**Texte fourni**
------------------------------------------------

Freddie, épave en devenir, disparaît à bord d’un yacht cossu. Cette fugue, brusque et aberrante, marque le vrai commencement de son histoire et de The Master. Depuis le début, déjà, le film tanguait, ivre d’une majesté suspecte mais galvanisante pour qui a le pied marin. Dans ce long prologue, Freddie était dépeint en navire erratique, s’échouant ici et là. Vétéran aliéné (de retour du Pacifique), charlatan lubrique, il sautait d’un fragment de monde à l’autre comme on passe en revue, hagard, les pièces d’un casse-tête chinois. Son œil torve guidait le voyage en donnant de la grandeur à n’importe quoi, aux courbes des femmes comme à celles des fruits dépecés par les troufions désœuvrés du Pacifique. Grandeur déconcertante, en décalage avec la menue folie du personnage, qu’on relègue vite au bureau des tares ordinaires (traumatisme, addictions, alcoolisme). L’ouverture de There Will Be Blood, déjà, ébauchait une légende sous forme de cérémonie kubrickienne – quinze minutes mythologiques et muettes, jamais loin de l’esbroufe, mais ahurissantes. Si les tribulations de Freddie ont la même densité, les enjeux psychologiques, eux, ont l’air minuscule au pied de cette mise en scène éberluée, chaloupée, toute en anamorphoses et en océans impassibles.

------------------------------------------------

**Enregistrements fournis**
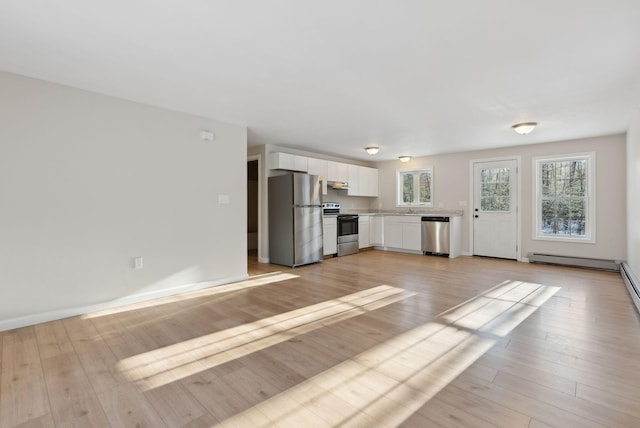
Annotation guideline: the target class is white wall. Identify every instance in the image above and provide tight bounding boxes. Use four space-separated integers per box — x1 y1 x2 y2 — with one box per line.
0 72 247 330
627 109 640 276
377 135 626 260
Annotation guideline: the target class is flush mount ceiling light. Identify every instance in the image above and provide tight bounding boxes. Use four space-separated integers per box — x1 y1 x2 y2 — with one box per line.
511 122 538 135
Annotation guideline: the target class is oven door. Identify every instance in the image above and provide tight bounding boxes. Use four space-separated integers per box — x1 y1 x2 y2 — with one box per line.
338 215 358 257
338 215 358 237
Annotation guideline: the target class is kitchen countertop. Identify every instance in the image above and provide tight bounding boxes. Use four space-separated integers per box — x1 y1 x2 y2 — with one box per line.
341 210 464 217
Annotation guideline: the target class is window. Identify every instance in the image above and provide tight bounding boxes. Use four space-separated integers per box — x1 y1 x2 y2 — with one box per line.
397 167 433 207
534 153 595 243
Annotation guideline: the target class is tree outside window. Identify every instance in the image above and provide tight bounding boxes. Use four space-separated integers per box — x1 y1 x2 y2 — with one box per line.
397 167 433 207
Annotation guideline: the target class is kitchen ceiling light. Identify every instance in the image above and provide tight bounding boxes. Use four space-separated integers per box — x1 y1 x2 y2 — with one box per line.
511 122 538 135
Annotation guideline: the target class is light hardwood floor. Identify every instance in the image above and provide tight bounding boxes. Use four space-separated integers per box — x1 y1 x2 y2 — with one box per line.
0 251 640 428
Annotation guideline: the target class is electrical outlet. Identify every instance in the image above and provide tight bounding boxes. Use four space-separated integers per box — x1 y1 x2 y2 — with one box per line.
133 257 144 270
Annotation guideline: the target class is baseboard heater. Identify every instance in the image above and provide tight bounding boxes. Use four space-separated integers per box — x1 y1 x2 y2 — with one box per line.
620 262 640 312
527 253 620 272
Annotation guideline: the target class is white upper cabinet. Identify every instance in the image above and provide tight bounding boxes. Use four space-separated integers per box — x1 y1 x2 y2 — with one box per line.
347 165 363 196
271 152 309 172
327 161 349 183
307 158 327 195
269 152 378 197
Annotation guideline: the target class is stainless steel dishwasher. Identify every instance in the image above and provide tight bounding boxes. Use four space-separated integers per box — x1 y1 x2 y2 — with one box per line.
422 217 450 256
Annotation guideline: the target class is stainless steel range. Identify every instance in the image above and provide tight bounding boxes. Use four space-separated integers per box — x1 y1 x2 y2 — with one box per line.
322 202 358 257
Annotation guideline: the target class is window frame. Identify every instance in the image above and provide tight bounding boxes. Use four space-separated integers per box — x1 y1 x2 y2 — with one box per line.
396 166 434 208
532 152 596 244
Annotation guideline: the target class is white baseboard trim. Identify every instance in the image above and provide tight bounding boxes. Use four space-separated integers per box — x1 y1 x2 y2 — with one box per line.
0 274 249 331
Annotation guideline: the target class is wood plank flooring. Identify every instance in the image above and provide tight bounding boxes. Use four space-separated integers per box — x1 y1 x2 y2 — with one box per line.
0 251 640 428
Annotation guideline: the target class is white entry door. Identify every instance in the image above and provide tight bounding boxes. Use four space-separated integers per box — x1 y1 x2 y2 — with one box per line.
472 159 518 259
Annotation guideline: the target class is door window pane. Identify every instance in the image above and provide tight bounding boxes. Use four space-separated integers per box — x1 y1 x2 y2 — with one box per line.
480 168 511 212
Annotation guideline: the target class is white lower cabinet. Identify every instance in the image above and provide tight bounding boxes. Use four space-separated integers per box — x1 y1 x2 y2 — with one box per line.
358 215 371 248
384 216 422 251
369 215 384 247
322 217 338 256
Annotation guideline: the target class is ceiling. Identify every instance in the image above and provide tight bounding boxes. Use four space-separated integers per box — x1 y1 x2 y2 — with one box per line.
0 0 640 161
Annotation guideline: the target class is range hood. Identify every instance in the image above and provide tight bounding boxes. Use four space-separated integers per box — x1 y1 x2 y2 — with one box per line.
327 181 349 190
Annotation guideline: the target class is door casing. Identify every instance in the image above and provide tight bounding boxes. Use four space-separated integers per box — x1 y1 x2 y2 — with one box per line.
468 156 522 261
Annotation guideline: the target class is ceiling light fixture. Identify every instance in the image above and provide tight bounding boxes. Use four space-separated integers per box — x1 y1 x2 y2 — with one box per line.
364 146 380 155
511 122 538 135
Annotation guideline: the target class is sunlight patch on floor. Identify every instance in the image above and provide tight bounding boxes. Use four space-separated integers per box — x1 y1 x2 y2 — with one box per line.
82 271 299 319
118 285 416 390
212 281 559 427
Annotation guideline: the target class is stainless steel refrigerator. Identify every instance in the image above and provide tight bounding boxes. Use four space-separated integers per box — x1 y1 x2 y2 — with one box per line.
269 172 322 267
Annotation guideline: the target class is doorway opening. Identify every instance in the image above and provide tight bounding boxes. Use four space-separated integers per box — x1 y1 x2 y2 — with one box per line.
470 158 521 260
247 159 260 259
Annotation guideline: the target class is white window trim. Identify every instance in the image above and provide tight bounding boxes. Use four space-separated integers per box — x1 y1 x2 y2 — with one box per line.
396 166 435 208
532 152 596 244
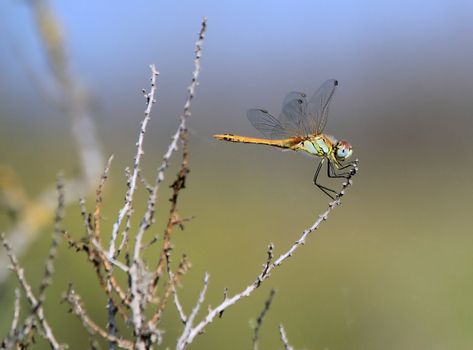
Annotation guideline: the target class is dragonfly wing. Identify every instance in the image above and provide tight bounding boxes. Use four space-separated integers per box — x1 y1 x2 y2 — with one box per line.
279 91 312 136
246 109 289 139
308 79 338 135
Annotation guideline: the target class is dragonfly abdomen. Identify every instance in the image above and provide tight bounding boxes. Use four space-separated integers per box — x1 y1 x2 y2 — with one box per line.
213 134 300 148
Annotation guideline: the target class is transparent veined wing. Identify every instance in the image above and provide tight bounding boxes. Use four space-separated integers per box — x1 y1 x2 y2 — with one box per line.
307 79 338 135
246 109 291 139
279 91 312 136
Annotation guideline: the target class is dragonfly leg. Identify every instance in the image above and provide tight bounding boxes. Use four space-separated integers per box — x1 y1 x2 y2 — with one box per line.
314 158 337 199
327 160 358 179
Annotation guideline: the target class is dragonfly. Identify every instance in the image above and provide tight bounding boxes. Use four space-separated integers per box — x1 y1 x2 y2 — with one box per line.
213 79 358 199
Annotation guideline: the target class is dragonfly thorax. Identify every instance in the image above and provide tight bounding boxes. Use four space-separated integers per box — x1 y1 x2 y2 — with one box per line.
297 135 333 157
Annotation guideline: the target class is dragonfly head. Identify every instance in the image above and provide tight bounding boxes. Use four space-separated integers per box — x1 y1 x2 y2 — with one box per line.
335 140 353 162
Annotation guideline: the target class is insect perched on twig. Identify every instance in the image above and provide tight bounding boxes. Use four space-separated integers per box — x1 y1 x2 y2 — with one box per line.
214 79 358 199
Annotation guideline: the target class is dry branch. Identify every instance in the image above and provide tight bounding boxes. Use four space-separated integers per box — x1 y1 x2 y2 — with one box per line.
179 166 358 349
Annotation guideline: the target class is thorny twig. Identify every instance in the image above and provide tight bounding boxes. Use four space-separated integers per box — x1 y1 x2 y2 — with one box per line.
279 324 294 350
176 272 209 349
0 0 103 283
253 288 276 350
175 166 358 349
148 17 207 296
0 288 21 349
0 180 65 349
64 285 133 349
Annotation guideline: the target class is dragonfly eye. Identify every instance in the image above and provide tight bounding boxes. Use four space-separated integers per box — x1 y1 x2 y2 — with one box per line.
335 141 352 161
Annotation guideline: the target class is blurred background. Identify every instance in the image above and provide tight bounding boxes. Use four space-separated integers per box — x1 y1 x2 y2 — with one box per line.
0 0 473 350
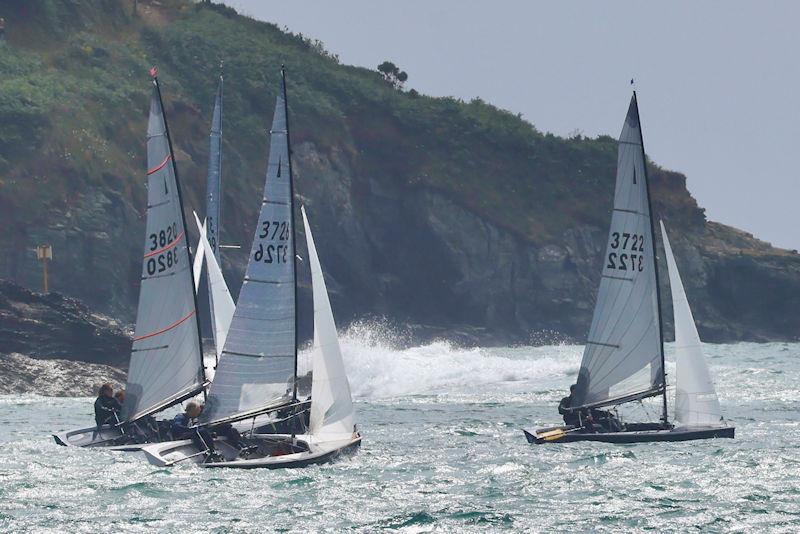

------------------------------------------------

**Consignes et exigences**
Répondez aux questions suivantes sur le texte consacré à The Master :
(a) À bord de quoi Freddie disparaît-il ?
(b) D'où le vétéran Freddie est-il de retour ?
(c) Combien de minutes dure l'ouverture de There Will Be Blood ?
Les enregistrements n'ont aucun lien avec le texte.

**Réponse**
(a) D'un yacht cossu.
(b) Du Pacifique.
(c) Quinze minutes.